(Records supplied begins)

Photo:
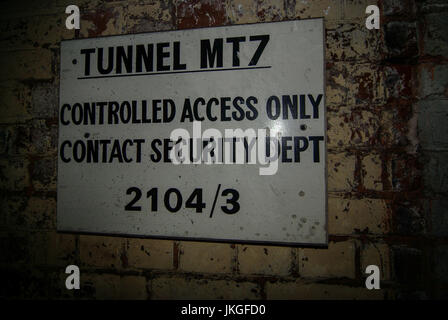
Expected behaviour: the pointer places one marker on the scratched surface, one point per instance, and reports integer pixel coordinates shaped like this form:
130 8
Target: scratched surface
287 207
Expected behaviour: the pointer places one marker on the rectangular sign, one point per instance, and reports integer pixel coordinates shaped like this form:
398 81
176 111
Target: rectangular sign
212 133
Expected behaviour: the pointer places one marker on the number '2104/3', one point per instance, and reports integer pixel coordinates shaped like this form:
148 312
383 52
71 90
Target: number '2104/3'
173 200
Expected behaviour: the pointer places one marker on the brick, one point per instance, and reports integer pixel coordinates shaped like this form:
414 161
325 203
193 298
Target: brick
44 174
372 170
27 33
399 82
298 290
408 266
14 174
435 172
336 86
31 212
32 8
338 260
26 248
101 251
408 218
436 34
45 100
434 81
111 287
61 249
102 21
402 8
349 42
347 216
376 254
341 172
193 13
432 131
365 83
44 138
15 101
264 260
149 17
356 9
150 254
242 11
352 128
271 10
328 9
16 140
25 65
401 39
204 289
205 257
440 264
439 217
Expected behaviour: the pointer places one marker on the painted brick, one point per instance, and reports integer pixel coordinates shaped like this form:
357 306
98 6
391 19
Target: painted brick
349 42
45 100
350 127
311 291
436 34
194 13
441 264
44 174
341 171
30 64
328 9
366 84
265 260
15 100
372 169
206 257
435 172
401 39
347 216
149 254
102 21
61 250
376 254
27 33
434 81
336 261
432 131
356 9
149 17
204 289
108 286
271 10
31 212
43 138
439 217
101 251
242 11
14 173
336 86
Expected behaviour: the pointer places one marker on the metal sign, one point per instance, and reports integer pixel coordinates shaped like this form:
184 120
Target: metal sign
213 133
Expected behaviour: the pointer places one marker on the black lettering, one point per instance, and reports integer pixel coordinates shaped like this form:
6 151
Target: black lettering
264 39
208 56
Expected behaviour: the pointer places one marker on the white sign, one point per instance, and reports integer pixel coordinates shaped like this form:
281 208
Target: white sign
213 133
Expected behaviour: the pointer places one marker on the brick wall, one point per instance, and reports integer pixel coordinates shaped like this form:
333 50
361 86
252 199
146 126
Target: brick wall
386 94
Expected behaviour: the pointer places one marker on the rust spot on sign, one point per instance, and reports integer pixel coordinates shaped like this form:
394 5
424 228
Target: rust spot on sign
195 13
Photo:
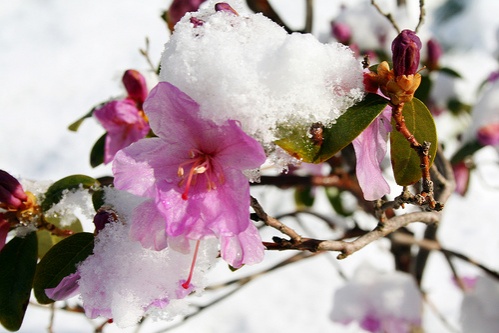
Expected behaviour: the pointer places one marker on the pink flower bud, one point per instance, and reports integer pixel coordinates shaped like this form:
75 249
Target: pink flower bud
488 135
341 32
135 85
406 53
103 217
434 54
11 192
225 7
196 22
179 8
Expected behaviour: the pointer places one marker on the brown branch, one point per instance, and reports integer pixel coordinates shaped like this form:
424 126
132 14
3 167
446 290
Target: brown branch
426 196
349 247
433 245
273 222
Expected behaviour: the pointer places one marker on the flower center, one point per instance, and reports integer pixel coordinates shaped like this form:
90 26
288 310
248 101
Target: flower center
198 163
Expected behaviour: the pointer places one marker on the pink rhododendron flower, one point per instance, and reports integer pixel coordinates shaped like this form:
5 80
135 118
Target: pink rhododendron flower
4 230
379 302
124 119
370 149
193 174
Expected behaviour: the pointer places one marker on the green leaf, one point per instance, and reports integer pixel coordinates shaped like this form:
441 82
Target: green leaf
97 153
61 261
56 191
405 160
74 126
17 268
45 238
304 197
302 142
335 198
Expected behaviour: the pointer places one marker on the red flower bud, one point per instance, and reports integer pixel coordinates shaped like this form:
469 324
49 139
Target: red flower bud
179 8
225 7
406 53
12 194
135 85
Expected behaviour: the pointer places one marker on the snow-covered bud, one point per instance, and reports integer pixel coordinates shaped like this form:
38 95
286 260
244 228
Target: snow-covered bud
103 217
179 8
434 53
406 53
12 194
488 135
135 85
225 7
341 32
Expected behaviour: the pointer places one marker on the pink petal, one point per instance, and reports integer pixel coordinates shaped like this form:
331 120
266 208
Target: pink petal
243 248
4 230
370 149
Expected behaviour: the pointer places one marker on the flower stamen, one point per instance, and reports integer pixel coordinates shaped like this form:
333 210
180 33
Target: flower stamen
187 282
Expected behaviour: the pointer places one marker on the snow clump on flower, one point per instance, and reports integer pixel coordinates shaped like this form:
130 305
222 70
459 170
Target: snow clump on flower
124 281
249 69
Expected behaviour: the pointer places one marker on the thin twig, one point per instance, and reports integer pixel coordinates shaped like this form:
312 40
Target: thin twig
273 222
309 16
422 13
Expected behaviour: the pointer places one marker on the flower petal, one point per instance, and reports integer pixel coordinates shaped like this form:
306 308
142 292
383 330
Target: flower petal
370 148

(Records supplied ends)

Set down, unchanged, only those lines above that fall between the line with "Target: snow clump on flower" and the line with "flower petal, one", the two end lines included.

Target: snow clump on flower
124 281
249 69
Expected behaviour: the pointer places one marker on the thin twig, one point per instance, and reports integer pixel coordinates shaped like this form:
312 40
Target: thin twig
273 222
309 16
422 13
Expected behaviour: the pointer places one marker on the flower petal, one point per instance, and reports integer pixel coordinates shaped like this form:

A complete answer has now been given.